Available records:
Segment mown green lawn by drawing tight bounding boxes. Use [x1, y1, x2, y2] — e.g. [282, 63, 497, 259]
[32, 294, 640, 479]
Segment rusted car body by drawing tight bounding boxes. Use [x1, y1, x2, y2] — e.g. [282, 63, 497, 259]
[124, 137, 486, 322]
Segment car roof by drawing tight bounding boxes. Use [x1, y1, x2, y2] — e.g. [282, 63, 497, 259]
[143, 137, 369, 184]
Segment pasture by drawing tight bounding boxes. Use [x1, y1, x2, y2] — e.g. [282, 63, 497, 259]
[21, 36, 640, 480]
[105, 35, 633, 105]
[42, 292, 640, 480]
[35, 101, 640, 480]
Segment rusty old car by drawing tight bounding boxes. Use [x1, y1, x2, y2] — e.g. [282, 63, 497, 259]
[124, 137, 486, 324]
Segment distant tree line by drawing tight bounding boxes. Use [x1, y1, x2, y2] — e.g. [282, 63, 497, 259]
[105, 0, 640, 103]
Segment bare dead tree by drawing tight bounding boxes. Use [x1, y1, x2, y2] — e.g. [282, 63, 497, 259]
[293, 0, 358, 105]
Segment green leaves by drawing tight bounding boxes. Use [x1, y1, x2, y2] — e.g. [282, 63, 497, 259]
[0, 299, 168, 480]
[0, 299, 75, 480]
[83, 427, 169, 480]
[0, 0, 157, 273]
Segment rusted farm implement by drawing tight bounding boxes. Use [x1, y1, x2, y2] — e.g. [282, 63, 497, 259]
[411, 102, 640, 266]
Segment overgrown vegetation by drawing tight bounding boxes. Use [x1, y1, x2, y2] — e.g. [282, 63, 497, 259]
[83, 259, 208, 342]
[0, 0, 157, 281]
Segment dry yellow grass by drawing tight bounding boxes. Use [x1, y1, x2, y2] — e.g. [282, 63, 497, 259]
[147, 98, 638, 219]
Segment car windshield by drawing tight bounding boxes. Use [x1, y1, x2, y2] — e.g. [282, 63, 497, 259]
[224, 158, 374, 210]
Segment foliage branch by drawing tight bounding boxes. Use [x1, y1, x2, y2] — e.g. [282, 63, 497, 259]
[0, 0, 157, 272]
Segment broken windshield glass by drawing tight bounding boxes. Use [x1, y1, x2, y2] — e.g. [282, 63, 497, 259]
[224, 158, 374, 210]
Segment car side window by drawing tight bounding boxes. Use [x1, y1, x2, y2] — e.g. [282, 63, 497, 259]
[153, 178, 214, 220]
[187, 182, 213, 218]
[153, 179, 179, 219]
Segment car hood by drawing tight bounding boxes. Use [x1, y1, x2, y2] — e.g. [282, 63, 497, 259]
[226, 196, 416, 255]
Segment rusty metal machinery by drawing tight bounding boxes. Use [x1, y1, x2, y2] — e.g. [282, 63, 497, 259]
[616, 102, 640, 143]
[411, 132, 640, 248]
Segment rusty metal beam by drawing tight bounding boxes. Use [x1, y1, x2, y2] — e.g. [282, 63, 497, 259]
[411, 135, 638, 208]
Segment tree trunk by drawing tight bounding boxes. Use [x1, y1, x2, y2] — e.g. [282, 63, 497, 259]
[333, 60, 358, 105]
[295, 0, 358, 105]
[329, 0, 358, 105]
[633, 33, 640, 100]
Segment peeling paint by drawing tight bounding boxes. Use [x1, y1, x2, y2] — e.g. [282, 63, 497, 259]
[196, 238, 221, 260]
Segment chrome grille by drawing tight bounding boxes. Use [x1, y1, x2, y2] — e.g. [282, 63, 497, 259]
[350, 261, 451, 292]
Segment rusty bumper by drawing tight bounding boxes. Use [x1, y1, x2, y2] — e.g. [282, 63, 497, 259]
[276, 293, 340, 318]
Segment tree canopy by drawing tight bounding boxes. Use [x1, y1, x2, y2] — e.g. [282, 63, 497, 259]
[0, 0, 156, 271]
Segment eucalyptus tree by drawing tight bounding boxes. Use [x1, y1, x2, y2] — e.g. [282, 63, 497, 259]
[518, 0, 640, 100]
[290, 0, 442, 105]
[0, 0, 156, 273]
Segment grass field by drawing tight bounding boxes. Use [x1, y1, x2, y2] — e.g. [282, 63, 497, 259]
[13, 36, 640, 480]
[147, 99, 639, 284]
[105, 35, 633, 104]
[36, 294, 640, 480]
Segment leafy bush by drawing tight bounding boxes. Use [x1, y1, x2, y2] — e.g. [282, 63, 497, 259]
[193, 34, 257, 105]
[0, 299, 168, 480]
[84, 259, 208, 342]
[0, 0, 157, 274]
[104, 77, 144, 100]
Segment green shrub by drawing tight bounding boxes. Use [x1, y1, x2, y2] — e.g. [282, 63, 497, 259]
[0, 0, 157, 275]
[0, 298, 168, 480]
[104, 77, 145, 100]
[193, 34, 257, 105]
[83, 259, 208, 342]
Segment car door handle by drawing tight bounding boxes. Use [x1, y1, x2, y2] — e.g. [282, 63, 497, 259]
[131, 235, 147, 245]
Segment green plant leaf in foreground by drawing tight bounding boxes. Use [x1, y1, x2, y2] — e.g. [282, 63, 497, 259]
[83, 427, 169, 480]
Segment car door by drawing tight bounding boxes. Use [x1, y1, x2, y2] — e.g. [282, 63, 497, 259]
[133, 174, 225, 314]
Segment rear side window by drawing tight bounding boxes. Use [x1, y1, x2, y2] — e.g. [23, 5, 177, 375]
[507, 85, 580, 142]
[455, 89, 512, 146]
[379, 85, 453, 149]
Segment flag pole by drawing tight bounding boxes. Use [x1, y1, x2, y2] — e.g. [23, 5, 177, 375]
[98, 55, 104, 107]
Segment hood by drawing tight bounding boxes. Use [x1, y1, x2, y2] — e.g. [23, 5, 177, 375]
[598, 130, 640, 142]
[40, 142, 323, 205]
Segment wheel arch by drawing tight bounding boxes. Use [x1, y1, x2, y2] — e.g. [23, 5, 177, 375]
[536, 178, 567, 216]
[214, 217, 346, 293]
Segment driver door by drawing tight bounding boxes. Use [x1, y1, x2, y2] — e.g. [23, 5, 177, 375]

Goal of the exercise: Copy the listing from its first line through the line containing "[105, 0, 640, 103]", keeping the requests, and offset every bounding box coordinate in the answers by adding 90. Leave the numbers in the requests and their sample boxes as they are.

Task answer:
Segment mown green lawn by drawing tight bounding boxes. Use [x1, y1, x2, y2] — e.g. [282, 63, 497, 259]
[122, 384, 730, 569]
Segment rusted car body by drawing tight bounding boxes. Use [x1, y1, x2, y2] — e.g. [282, 63, 497, 259]
[214, 227, 576, 412]
Segment car roof by drawing tight bounding boxes. Use [x1, y1, x2, y2] — e.g. [282, 63, 497, 259]
[233, 227, 459, 274]
Segment pasture by drawing tight bounding boxes. Use [x1, y1, x2, y2] — e.g. [282, 63, 497, 259]
[111, 126, 730, 570]
[195, 125, 723, 195]
[132, 382, 730, 570]
[125, 191, 730, 570]
Segment rusty old car by drawing tight bounding boxes. Use [x1, y1, x2, y2] — e.g. [282, 63, 497, 259]
[214, 227, 576, 414]
Segment distant tree line by drawing tight bounding boxes. Use [x1, y1, x2, y2] — e.g. [282, 63, 497, 259]
[195, 90, 730, 193]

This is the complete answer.